## Rows
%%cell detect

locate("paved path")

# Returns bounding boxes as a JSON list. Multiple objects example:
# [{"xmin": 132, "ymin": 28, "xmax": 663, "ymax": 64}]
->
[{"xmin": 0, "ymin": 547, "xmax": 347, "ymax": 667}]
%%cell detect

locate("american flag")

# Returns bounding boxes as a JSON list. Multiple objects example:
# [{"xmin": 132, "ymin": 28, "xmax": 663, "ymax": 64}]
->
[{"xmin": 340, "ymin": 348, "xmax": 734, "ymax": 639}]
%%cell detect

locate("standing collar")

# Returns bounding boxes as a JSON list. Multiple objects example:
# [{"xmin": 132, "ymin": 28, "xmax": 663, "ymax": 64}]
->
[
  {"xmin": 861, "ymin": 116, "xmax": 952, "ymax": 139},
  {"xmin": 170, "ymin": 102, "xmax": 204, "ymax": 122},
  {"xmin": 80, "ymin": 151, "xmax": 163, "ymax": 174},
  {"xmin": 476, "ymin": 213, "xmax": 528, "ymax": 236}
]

## What you are asked to do
Extract each line of the records above that contains the string "locate".

## Exercise result
locate("paved path")
locate("american flag")
locate("standing collar")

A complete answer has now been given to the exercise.